From the article on the 3R plastics initiative, reproduce word for word the passage starting at "Recognising these problems, a" and ending at "environmental service providers.".

■ DOCUMENT
□ □ □

BVRio’s Pedro Moura Costa explains how the 3R initiative, backed by Danone, Veolia, Nestlé and Tetra Pak, and launched at this week’s Responsible Business Summit Europe, will put a value on the environmental services provided by waste pickers in countries like Brazil, India and Indonesia

Cities around the world generate about 1.3 billion tons of solid waste per year, and this is expected to double over the next 20 years in lower-income countries. While most of this waste can be collected and kept out of the environment, low rates of plastic recycling contribute to the solid waste crisis.

Indeed, only 14% of global plastic packaging is currently recycled, while 32% of all plastic packaging leaks into ecosystems, where it may remain for hundreds of years. Annually, between 8m and 20m tons of plastic ends up in the oceans. It is becoming clear, across the globe, that the current economics of waste management do not adequately incentivise recycling.

Given the fragmented and heterogeneous range of plastics disposal legislation around the world, it is essential that any global initiative to reduce the impact of plastics is driven by companies.

Unfortunately, the bulk of recyclable waste ends up in landfills, rubbish dumps, and nature

Recognising these problems, a number of leading companies and NGOs have come together to establish the newly launched 3R Initiative (that stands for reduce, recover and recycle), the first ever such global scheme aimed at these objectives. The initiative is led by standard-setter Verra and my company, not-for-profit environmental market developer BVRio, in collaboration with leading companies Danone, Veolia, Nestlé and Tetra Pak, as well as Conservation International and environmental service providers.

The 3R Initiative provides a set of tools for companies to engage in the process of reducing their plastics footprints through a combination of internal and external measures.

Internally, the initiative is developing a standard to enable companies to quantify and report, in a consistent and comparable way, the impact of the various measures at their disposal to reduce plastic and packaging waste. These include, for instance, the reduction of packaging, increased use of recycled, recyclable or biodegradable materials, and the adoption of returnable packaging schemes.

Just 14% of global plastic packaging is currently recycled. (Credit: Terrasak Ladnongkhun/Shutterstock)
 

The 3R corporate standard, associated with independent verification, will increase the credibility of such efforts and associated claims. The standard will be delivered through a multi-stakeholder process involving companies, NGOs, governments and extensive public consultations.

□ □ □

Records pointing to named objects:
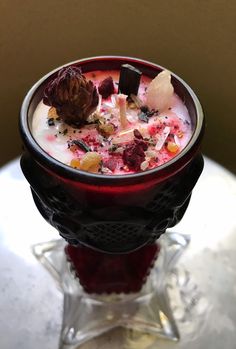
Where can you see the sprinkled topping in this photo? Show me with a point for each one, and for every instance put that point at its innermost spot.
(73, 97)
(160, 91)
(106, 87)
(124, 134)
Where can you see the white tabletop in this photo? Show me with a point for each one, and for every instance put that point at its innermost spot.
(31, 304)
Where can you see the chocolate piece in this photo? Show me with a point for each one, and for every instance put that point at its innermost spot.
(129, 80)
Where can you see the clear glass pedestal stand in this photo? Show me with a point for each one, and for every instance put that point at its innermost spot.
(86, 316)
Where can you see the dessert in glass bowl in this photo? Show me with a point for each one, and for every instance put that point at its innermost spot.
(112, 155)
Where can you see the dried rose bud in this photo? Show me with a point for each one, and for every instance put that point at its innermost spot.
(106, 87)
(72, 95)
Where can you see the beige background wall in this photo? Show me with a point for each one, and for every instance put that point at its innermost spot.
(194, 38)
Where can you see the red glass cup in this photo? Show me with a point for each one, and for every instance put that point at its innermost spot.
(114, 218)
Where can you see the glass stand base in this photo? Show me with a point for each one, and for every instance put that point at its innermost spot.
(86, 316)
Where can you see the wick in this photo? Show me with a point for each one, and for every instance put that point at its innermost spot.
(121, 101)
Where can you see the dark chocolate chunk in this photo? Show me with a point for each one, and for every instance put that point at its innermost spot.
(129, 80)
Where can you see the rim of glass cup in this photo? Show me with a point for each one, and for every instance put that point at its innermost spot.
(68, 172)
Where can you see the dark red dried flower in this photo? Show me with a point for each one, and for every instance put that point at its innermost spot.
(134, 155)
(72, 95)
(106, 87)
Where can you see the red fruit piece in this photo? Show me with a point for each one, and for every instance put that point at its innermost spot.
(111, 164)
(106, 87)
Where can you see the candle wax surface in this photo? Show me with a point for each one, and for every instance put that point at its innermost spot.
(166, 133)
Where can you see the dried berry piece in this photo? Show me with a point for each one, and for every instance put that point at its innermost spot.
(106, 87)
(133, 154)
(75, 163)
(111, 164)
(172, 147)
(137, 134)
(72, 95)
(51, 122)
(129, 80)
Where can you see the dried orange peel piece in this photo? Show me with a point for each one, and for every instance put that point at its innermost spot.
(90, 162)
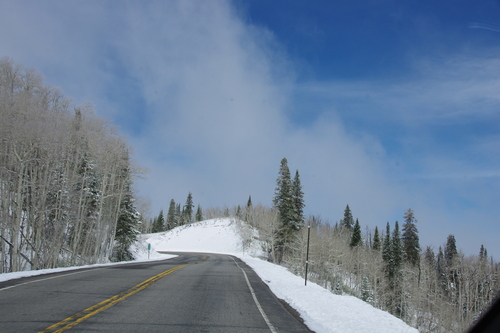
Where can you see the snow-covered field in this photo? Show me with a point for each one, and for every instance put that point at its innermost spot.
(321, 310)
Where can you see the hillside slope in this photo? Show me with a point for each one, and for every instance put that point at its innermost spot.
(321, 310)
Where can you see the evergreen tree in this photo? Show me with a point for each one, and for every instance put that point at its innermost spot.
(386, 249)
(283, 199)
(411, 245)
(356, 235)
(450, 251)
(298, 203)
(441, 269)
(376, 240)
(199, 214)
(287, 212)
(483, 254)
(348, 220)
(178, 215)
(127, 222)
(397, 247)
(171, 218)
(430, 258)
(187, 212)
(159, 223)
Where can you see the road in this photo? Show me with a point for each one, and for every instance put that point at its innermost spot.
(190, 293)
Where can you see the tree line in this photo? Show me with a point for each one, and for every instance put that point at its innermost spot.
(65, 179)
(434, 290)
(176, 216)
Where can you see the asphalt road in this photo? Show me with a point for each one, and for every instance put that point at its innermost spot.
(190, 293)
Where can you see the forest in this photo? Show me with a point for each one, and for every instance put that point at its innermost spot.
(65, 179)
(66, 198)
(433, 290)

□ □ □

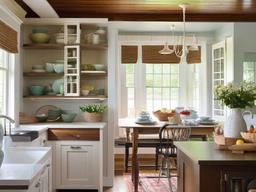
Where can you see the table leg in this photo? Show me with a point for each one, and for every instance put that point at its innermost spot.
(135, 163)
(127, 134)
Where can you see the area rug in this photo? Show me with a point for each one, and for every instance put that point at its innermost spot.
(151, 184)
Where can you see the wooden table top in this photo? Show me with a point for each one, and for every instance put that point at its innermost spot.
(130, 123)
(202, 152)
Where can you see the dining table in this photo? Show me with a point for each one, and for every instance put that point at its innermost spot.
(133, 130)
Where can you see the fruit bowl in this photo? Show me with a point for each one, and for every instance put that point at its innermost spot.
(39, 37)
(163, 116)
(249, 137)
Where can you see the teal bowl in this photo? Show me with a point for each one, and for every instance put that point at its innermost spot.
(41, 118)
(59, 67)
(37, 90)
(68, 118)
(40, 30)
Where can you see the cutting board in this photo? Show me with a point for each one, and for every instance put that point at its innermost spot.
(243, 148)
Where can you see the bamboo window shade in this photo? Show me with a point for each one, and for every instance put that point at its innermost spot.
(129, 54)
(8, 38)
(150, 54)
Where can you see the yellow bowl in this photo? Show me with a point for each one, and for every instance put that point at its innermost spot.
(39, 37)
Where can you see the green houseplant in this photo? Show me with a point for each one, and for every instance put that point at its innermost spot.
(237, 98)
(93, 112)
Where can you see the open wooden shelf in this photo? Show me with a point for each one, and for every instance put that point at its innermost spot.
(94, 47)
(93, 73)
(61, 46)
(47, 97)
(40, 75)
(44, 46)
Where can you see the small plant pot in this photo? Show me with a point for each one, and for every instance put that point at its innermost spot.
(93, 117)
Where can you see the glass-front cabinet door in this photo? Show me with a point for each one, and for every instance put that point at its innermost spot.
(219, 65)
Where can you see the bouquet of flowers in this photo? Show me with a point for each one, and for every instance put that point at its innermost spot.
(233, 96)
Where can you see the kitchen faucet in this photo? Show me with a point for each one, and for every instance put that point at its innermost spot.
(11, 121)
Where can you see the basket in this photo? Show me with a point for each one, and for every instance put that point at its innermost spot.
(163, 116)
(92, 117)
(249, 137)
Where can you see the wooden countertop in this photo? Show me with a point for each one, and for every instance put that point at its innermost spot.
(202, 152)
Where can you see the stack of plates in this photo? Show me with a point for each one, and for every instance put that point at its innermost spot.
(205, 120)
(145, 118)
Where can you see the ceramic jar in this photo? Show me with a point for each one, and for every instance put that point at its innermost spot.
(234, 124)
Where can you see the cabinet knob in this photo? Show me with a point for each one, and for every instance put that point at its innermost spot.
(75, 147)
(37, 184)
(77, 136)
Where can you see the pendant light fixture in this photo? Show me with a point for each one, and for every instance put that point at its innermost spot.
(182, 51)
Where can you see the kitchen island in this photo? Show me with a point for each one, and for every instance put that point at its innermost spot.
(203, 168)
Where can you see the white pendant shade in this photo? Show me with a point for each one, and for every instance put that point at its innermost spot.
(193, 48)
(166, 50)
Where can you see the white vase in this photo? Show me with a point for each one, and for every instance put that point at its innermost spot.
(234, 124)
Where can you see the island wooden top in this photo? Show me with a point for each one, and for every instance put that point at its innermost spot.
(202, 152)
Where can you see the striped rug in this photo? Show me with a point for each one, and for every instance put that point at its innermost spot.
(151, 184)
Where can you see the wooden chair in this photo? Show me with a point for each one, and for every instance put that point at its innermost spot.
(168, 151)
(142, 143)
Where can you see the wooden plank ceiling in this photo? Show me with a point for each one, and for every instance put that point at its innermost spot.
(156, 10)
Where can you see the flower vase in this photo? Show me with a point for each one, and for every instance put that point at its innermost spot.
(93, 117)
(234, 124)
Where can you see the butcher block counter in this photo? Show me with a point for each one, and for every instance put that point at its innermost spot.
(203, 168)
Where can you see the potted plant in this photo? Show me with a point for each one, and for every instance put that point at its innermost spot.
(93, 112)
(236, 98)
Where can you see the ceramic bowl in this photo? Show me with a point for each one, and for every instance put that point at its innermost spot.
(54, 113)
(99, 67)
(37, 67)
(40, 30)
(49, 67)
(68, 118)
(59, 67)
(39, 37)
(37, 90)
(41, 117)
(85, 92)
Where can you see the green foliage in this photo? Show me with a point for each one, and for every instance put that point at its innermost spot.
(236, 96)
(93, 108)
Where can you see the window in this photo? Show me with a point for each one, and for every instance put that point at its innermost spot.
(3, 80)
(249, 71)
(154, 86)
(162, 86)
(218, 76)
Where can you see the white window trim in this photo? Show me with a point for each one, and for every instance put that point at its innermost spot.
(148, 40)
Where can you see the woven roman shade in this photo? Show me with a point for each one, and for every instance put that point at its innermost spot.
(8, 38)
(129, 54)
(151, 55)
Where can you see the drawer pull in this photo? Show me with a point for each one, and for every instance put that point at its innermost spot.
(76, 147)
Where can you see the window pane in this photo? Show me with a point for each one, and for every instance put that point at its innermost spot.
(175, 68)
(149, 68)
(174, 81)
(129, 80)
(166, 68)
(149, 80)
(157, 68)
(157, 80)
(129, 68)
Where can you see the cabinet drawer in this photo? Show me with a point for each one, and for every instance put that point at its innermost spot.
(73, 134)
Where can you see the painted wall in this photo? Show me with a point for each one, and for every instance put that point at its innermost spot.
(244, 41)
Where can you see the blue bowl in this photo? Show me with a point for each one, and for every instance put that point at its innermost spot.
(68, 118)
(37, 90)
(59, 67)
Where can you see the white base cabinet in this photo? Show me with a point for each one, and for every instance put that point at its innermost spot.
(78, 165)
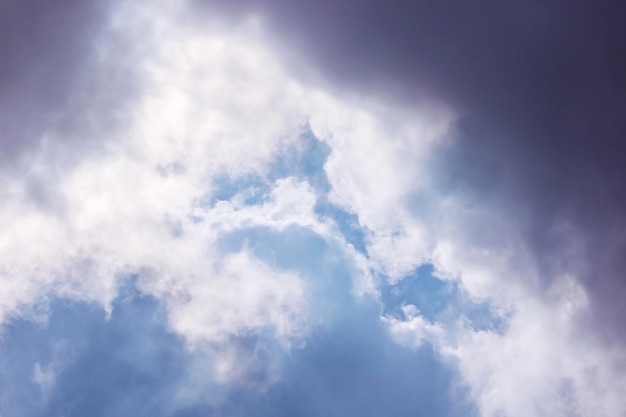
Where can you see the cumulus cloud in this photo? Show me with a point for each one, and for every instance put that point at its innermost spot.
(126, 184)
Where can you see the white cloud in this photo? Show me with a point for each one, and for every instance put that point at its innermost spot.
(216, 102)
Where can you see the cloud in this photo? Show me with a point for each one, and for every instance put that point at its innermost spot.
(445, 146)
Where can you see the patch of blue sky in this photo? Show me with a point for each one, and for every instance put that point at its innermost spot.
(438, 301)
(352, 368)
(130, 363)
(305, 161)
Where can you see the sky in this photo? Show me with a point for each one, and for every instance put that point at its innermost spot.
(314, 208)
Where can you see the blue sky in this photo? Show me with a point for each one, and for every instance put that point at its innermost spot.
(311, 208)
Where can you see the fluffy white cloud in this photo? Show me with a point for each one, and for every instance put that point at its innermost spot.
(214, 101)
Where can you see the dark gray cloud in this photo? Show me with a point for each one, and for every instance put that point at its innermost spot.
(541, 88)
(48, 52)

□ □ □

■ FINISHED TASK
Recognising these problems, a number of leading companies and NGOs have come together to establish the newly launched 3R Initiative (that stands for reduce, recover and recycle), the first ever such global scheme aimed at these objectives. The initiative is led by standard-setter Verra and my company, not-for-profit environmental market developer BVRio, in collaboration with leading companies Danone, Veolia, Nestlé and Tetra Pak, as well as Conservation International and environmental service providers.